++++ Dataset excerpts
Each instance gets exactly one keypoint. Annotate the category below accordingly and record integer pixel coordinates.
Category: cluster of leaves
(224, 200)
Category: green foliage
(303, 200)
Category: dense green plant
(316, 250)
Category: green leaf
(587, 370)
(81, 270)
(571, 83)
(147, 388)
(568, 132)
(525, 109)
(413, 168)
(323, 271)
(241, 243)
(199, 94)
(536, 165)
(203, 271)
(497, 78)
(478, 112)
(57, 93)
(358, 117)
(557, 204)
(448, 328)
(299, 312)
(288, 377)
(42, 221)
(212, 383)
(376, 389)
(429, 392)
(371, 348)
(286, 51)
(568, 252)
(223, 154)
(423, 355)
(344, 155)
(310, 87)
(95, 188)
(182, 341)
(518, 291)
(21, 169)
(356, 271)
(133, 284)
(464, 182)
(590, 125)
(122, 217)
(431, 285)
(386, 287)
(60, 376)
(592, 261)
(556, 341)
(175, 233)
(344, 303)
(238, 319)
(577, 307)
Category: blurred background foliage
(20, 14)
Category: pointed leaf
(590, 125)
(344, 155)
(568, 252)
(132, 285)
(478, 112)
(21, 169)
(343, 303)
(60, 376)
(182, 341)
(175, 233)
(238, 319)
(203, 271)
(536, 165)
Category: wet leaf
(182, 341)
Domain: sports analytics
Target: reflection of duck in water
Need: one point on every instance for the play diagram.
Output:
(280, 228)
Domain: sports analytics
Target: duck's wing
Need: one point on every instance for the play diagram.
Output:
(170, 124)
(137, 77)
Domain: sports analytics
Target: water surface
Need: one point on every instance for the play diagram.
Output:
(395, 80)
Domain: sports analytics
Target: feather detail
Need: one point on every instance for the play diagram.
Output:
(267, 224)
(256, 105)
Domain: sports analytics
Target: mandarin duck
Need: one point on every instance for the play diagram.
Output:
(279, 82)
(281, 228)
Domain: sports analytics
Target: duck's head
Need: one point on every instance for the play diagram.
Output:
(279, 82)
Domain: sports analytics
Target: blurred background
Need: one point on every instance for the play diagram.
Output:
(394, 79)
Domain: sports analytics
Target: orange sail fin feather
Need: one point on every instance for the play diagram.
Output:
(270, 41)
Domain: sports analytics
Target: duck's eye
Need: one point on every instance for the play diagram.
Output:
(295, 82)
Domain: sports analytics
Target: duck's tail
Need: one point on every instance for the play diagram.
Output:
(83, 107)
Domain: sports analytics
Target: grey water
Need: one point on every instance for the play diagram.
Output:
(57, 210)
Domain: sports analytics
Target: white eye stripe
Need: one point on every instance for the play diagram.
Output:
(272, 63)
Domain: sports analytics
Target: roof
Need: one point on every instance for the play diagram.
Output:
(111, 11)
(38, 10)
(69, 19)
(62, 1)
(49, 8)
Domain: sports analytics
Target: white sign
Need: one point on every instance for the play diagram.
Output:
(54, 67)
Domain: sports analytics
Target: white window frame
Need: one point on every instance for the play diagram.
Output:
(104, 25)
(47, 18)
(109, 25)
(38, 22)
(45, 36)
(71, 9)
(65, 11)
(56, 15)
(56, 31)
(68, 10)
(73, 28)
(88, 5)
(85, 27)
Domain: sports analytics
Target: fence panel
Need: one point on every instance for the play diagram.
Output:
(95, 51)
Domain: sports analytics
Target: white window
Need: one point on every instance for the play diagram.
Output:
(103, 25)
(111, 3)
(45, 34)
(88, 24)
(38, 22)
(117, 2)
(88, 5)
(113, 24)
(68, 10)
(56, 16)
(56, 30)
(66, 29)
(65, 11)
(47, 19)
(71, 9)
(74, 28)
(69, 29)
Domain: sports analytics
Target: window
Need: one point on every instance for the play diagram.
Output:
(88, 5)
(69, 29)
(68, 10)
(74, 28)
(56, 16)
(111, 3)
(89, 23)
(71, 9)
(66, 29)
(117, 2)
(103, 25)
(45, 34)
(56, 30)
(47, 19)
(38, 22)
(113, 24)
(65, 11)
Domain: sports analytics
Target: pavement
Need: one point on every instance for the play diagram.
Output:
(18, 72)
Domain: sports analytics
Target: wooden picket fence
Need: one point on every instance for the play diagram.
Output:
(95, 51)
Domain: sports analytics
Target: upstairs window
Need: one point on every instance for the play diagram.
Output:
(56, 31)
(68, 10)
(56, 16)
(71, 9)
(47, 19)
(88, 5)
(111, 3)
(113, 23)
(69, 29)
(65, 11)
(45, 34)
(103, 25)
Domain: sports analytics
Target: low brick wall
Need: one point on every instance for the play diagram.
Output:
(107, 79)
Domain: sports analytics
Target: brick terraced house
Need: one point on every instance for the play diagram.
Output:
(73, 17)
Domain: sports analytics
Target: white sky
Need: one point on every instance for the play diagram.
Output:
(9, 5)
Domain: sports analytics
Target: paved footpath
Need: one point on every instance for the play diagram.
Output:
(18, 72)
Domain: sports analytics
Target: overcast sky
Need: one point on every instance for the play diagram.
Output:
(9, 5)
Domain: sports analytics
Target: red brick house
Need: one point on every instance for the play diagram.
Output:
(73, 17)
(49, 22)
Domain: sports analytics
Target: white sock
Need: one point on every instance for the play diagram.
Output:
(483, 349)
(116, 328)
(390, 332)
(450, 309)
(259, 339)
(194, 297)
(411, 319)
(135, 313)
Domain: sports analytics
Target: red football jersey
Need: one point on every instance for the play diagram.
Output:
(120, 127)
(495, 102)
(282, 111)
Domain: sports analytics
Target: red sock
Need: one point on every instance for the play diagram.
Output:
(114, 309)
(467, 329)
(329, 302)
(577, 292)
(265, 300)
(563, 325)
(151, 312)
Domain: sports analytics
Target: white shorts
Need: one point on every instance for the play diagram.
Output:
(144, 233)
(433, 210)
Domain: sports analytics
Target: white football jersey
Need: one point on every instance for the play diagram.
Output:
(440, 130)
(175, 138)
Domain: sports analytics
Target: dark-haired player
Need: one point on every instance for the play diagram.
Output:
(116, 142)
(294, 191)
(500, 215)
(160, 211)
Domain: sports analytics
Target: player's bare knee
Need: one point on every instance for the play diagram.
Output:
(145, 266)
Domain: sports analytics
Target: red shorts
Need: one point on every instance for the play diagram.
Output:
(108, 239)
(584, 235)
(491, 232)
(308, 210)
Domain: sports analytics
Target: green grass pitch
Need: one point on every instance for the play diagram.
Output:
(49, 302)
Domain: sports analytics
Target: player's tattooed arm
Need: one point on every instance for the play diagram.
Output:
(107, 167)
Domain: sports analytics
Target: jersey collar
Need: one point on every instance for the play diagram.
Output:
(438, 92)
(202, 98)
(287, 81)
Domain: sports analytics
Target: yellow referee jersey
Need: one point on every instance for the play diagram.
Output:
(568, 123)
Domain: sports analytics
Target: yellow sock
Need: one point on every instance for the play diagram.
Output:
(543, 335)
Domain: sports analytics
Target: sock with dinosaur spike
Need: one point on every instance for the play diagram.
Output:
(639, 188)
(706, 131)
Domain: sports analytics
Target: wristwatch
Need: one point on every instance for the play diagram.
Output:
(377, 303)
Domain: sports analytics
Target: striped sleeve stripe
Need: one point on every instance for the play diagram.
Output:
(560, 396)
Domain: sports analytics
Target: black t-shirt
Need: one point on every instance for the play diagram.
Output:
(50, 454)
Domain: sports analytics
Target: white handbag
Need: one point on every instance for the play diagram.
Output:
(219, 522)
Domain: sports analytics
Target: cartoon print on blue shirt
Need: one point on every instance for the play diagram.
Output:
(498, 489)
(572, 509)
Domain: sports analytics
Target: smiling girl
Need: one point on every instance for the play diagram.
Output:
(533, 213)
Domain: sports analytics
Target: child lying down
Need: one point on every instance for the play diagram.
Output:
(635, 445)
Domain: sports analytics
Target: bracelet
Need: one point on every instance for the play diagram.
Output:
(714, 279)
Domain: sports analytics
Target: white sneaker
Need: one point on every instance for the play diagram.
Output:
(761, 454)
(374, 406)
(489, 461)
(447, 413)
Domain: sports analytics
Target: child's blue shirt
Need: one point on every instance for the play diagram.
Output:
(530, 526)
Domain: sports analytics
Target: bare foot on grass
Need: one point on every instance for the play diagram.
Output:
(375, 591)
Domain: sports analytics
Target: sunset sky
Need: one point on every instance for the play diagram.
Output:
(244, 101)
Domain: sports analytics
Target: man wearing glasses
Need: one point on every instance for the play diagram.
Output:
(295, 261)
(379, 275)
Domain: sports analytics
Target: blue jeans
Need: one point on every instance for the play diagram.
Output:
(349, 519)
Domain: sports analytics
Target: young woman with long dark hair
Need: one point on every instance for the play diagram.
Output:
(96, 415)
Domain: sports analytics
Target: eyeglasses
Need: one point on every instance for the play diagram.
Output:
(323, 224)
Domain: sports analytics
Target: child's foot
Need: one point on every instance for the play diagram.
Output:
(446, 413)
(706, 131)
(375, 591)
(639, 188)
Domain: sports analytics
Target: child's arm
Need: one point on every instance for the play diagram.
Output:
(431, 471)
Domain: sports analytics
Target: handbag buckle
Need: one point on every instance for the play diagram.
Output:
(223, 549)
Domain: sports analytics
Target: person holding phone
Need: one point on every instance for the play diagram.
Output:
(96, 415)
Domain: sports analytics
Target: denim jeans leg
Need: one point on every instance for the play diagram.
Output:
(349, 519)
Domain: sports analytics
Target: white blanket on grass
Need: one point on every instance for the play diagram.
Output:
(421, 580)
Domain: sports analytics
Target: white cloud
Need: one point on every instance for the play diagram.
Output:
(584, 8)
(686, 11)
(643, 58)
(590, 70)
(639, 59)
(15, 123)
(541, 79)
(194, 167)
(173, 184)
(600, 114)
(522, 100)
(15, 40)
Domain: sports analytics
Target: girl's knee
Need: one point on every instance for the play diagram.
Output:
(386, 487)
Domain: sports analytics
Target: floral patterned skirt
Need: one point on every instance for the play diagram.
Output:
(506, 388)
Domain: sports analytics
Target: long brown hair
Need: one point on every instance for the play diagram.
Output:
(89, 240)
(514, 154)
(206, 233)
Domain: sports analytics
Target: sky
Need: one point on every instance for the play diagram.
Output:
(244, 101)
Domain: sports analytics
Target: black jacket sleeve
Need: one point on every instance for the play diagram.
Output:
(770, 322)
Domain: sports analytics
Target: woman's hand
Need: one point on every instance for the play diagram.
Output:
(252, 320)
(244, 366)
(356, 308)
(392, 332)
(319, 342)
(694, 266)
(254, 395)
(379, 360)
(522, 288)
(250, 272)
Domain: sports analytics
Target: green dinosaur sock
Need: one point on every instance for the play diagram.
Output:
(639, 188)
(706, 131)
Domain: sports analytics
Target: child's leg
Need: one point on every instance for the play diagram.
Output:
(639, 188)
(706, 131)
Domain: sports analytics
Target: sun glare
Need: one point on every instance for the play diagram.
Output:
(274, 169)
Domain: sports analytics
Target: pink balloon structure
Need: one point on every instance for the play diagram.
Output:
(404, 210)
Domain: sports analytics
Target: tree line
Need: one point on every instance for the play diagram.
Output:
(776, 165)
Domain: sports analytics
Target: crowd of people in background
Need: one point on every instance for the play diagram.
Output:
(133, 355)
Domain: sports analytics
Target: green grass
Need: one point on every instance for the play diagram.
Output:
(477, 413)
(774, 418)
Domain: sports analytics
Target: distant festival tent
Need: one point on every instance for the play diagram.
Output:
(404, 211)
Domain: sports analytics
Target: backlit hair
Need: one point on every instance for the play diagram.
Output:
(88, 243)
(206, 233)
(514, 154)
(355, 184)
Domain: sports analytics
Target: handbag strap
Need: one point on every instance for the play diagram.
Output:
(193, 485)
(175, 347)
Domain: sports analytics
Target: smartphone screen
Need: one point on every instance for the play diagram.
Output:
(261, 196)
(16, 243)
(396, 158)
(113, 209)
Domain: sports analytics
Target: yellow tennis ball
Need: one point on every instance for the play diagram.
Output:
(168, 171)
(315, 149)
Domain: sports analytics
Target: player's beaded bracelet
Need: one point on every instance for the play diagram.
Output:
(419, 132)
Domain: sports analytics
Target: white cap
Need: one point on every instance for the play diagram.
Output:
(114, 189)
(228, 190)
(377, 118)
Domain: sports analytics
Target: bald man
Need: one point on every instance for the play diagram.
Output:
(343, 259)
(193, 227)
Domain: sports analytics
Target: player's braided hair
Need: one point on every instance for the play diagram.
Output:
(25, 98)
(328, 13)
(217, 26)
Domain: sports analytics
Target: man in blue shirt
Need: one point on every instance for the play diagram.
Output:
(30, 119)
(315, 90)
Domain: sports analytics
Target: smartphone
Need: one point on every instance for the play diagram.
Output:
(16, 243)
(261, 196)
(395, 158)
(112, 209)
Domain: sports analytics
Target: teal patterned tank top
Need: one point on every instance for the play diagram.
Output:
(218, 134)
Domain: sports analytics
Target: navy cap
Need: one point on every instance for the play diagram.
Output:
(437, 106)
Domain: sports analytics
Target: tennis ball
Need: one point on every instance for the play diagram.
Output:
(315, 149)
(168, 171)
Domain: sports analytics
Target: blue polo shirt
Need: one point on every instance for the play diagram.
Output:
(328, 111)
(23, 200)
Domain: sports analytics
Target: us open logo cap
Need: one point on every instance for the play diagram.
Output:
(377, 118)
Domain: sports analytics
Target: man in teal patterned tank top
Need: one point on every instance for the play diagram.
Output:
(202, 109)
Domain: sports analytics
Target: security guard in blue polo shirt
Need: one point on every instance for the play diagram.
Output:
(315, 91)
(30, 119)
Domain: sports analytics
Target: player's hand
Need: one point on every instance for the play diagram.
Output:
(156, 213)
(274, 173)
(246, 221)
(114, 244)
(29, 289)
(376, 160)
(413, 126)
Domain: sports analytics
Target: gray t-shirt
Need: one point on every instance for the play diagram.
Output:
++++++++
Find the word "blue" in the records and pull out each line that has it.

Exercise answer
Target: cartoon print on blue shirt
Target: child's blue shirt
Target: blue jeans
Target: man in blue shirt
Target: blue polo shirt
Target: security guard in blue polo shirt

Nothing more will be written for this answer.